- [Required task]: Can you copy the lines word for word, from the one containing "dark hair in the photo above." through the final line, leaving out the pictures?

>> Begin Given information

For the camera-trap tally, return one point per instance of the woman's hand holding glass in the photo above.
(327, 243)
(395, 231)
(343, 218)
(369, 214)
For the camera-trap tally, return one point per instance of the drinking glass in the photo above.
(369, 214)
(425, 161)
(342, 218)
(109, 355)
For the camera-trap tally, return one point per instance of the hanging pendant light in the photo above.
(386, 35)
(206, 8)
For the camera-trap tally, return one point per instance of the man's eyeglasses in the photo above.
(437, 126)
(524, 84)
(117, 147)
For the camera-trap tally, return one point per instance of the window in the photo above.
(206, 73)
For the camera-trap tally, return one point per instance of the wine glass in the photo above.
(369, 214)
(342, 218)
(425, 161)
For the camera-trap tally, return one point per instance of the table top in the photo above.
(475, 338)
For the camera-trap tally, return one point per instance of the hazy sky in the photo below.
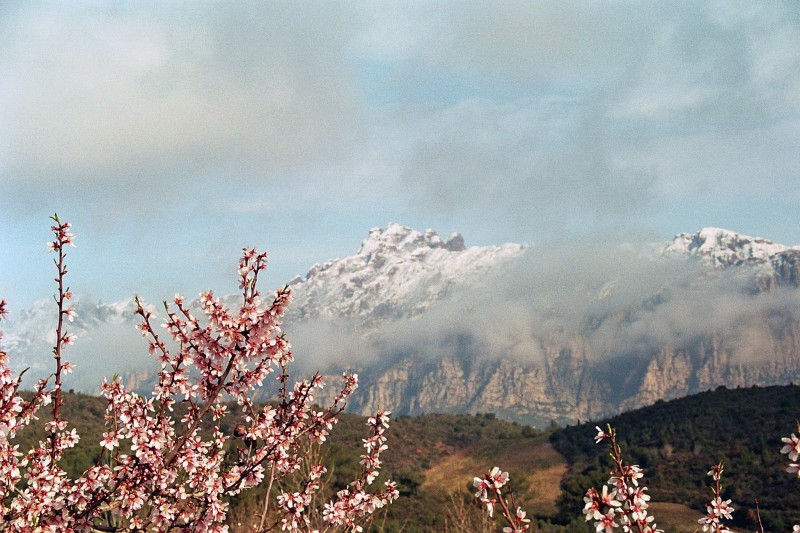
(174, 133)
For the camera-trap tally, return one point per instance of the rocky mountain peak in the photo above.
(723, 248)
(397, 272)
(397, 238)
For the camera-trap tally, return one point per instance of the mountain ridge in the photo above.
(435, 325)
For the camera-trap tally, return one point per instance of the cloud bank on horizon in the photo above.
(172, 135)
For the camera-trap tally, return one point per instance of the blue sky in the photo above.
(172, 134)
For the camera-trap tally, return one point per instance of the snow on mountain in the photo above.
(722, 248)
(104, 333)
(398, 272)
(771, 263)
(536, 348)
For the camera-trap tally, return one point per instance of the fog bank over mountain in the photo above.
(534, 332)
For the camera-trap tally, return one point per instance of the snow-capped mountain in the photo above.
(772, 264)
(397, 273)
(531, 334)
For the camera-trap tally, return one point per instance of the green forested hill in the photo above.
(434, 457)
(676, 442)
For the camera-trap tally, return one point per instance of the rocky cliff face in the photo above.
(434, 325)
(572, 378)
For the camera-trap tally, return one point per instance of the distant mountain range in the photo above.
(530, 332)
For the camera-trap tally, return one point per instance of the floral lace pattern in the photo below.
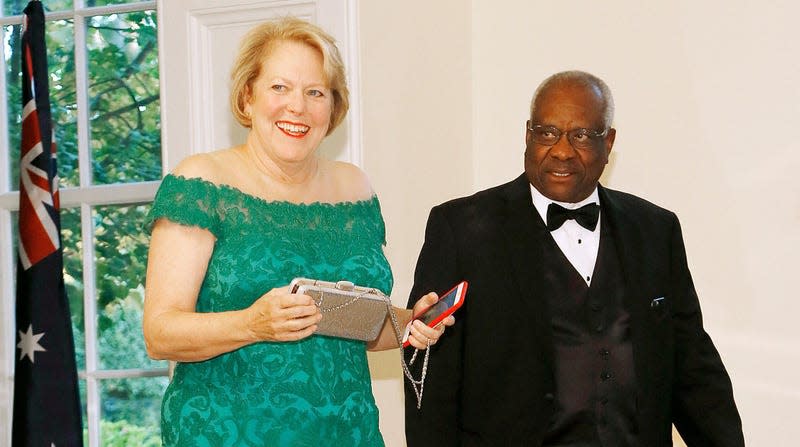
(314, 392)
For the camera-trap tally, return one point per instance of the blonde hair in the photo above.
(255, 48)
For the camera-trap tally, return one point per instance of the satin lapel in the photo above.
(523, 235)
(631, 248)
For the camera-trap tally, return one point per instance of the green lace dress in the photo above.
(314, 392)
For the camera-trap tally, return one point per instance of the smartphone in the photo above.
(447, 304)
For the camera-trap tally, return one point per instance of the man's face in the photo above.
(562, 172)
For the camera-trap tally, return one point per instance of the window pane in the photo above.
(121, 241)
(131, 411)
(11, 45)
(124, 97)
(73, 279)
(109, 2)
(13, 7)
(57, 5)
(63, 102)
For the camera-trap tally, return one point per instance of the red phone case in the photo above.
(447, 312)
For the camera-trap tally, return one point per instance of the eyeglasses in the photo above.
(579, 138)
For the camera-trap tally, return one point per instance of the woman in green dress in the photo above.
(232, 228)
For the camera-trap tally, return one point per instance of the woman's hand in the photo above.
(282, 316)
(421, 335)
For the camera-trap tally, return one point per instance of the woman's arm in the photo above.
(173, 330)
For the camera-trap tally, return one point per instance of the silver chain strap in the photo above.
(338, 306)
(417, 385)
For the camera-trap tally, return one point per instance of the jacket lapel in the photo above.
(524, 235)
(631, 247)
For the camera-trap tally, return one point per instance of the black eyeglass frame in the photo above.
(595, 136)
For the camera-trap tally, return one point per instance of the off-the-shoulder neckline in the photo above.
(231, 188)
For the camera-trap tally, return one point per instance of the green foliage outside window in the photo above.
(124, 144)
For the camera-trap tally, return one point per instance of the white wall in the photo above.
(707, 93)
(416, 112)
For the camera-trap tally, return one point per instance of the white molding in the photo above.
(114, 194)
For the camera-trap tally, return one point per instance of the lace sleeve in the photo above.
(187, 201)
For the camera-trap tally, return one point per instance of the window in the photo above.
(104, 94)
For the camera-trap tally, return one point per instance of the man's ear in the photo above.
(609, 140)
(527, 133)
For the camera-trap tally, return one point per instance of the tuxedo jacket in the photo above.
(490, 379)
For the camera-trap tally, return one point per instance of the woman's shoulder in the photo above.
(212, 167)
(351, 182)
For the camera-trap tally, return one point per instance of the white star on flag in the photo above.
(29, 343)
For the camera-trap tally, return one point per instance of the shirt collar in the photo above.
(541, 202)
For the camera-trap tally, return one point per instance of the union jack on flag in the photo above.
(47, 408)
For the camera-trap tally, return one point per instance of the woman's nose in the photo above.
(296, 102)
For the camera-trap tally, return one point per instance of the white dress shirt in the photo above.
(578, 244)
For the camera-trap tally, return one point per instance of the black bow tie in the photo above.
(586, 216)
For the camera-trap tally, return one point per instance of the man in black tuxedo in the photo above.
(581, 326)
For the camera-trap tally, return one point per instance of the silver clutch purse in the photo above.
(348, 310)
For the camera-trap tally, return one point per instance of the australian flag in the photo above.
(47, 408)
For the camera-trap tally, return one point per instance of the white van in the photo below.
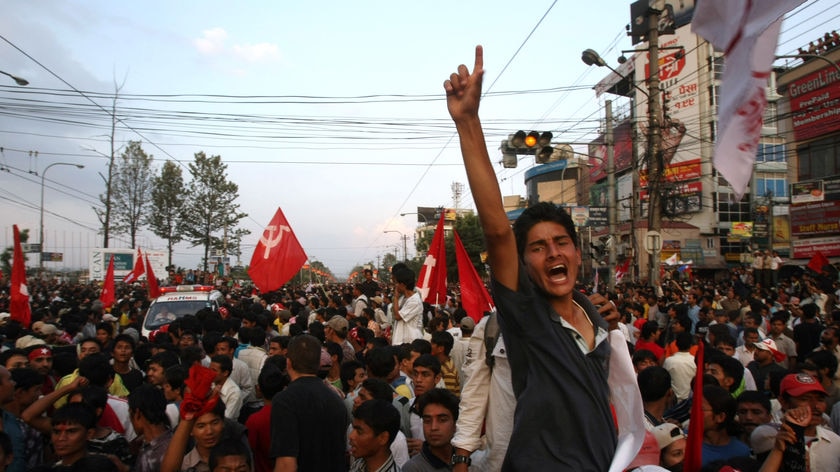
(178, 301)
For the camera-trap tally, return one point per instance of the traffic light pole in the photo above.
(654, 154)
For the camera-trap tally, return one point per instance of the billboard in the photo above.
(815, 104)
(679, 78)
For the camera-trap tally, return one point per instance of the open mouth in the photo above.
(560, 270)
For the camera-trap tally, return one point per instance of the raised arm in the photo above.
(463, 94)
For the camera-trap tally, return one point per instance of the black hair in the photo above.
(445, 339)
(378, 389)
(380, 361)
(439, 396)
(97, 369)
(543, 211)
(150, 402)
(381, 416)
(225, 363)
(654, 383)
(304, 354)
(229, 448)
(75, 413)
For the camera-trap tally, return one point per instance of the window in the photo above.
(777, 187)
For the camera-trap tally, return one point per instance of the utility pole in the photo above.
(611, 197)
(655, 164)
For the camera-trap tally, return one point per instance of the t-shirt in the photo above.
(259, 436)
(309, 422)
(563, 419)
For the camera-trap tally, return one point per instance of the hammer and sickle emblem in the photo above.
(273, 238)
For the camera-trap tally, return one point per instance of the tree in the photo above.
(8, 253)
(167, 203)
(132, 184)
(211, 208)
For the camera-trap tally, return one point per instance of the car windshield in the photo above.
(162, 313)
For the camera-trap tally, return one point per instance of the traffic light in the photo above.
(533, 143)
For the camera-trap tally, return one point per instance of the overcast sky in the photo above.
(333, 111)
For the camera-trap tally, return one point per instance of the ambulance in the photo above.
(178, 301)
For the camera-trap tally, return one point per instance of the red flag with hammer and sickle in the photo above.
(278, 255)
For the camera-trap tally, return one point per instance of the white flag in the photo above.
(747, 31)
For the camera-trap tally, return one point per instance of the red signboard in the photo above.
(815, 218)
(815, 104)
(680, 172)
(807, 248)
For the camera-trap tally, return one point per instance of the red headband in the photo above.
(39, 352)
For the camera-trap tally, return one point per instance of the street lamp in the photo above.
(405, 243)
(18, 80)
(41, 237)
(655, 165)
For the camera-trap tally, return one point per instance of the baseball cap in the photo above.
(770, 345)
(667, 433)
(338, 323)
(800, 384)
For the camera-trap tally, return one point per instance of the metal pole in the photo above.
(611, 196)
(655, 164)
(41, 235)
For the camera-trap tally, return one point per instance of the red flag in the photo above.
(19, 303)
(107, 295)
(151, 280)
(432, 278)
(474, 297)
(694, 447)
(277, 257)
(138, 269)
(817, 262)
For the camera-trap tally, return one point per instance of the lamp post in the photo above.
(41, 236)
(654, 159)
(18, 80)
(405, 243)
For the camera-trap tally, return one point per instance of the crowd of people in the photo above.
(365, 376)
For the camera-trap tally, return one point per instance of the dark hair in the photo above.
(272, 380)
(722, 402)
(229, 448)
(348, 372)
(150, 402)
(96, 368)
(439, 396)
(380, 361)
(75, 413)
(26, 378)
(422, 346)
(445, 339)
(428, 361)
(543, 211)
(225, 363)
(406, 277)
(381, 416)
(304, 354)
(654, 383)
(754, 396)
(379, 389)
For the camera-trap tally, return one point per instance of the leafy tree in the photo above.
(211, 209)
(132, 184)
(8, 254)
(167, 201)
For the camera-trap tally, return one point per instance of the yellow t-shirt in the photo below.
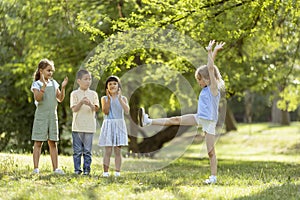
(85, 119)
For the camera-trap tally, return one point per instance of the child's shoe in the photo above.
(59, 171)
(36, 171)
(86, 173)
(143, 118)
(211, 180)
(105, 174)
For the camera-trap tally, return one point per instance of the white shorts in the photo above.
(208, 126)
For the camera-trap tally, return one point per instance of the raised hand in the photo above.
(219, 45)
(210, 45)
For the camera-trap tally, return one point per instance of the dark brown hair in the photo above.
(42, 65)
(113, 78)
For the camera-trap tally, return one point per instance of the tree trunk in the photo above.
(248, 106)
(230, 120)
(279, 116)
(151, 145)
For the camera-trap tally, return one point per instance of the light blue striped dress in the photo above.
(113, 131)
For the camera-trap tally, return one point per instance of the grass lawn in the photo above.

>> End Given information

- [Correct answer]:
For the camera-trap tally, return one point per instance of the dark hair in the photo above.
(272, 380)
(722, 402)
(229, 448)
(348, 372)
(150, 402)
(96, 368)
(439, 396)
(380, 361)
(75, 413)
(26, 378)
(422, 346)
(445, 339)
(428, 361)
(543, 211)
(225, 363)
(406, 277)
(381, 416)
(304, 354)
(654, 383)
(754, 396)
(379, 389)
For the camera-trap tally, return one point per instance of the leafy tree in the photo above.
(211, 209)
(132, 184)
(8, 254)
(167, 201)
For the camera-trap tally, return one point per instance of the yellow t-shirt in the photo below.
(85, 119)
For the camera-trap tally, return one point per instance of the child's shoe in the photo above.
(59, 171)
(36, 171)
(86, 173)
(143, 118)
(211, 180)
(105, 174)
For the camera-trap tally, return one point per instance of the white shorts in the photo above.
(208, 126)
For the camera-trap tally, return one point per instance of the raised hand in the photo above.
(219, 45)
(210, 45)
For the camera-trap tally, return one point per instance of the dark brown hair in the photo above.
(42, 65)
(113, 78)
For the camera-trap tally, return one point per instance of the tree trunk in the photo above.
(248, 106)
(230, 120)
(279, 116)
(151, 145)
For the camera-trap tally, return one point per instance of the light blue striped dress in the photo above.
(113, 131)
For the camera-trap tally, return one point per instance of the grass lawn in the photo above.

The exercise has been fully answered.